[Dataset rows]
· · · · · · ·
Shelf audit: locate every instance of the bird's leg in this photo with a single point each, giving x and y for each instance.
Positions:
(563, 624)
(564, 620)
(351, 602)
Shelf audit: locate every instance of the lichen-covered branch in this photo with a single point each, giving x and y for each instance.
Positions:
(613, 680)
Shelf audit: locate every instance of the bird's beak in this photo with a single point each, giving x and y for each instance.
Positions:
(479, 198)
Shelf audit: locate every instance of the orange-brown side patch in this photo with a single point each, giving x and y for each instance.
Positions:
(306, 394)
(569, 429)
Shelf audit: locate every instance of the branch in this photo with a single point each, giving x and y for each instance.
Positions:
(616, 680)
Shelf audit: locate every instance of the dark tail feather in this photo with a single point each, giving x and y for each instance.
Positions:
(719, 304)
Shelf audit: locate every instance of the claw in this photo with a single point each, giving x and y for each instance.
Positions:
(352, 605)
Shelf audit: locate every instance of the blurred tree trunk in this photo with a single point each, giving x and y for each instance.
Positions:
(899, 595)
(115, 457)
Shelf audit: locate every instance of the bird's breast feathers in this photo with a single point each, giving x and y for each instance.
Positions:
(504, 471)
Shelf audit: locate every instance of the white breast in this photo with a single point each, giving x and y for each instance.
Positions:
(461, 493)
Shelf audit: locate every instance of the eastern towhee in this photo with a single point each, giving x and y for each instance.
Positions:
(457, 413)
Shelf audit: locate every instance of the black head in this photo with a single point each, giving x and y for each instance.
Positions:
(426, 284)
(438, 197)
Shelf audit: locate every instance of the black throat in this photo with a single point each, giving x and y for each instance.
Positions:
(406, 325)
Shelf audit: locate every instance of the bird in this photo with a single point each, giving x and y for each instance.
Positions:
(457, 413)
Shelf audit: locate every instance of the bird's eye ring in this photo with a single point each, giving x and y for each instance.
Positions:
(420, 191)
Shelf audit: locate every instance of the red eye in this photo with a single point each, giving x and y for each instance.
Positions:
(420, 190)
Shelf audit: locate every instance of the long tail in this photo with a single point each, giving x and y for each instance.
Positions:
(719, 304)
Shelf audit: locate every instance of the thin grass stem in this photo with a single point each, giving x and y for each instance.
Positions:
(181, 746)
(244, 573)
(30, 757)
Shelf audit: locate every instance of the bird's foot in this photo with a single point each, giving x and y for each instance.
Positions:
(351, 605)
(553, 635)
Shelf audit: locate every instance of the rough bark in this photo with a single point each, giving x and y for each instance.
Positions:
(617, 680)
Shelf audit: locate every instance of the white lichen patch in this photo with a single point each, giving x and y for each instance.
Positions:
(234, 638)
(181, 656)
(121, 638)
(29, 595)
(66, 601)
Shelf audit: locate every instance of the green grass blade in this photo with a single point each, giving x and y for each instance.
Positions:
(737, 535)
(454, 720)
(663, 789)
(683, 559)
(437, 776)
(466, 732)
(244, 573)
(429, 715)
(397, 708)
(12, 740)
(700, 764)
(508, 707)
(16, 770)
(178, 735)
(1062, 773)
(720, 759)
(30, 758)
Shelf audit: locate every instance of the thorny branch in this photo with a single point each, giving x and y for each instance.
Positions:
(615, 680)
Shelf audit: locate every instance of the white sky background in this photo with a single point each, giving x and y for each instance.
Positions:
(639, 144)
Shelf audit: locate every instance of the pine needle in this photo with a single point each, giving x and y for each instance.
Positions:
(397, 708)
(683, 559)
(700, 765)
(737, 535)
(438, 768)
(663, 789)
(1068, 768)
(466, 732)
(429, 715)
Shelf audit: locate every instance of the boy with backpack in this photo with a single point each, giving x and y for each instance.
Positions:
· · · · · · ·
Task:
Rewrite the records starting with the line that contains "Shelf audit: locate every instance of the white lichen" and going on through the end of the records, changing "Positions" to "Points" wherever it appears and leaving everything else unchanged.

Output of the exercise:
Shelf audit: locate every instance of the white lichen patch in this photo with a single point each, giving x and y for each instance.
Points:
(234, 638)
(181, 656)
(121, 638)
(29, 595)
(66, 601)
Shelf audit: locate every instance of the green grass blade in this photo with a single point each, giving x and y for each instance.
Points:
(737, 535)
(454, 720)
(663, 789)
(683, 559)
(437, 776)
(466, 732)
(244, 573)
(429, 715)
(397, 708)
(12, 740)
(700, 764)
(508, 707)
(16, 770)
(178, 735)
(1062, 773)
(720, 759)
(30, 758)
Shelf audit: locate every instance of the thorny branch in this photo with a single point each, giving x and y for each instance.
Points:
(615, 680)
Shelf audit: locate every instance of the white sky background in this photo with a single point each, giving x and y for each instance.
Points:
(639, 144)
Shelf audit: locate every instance of the pine needle in this photo with a single point each, giving x and y for each instance.
Points:
(397, 708)
(683, 559)
(700, 765)
(737, 535)
(438, 768)
(663, 789)
(1068, 768)
(466, 732)
(429, 715)
Shelf audit: locate every instance of the boy with backpack in this photo with a single point each, giving x and y for each instance.
Points:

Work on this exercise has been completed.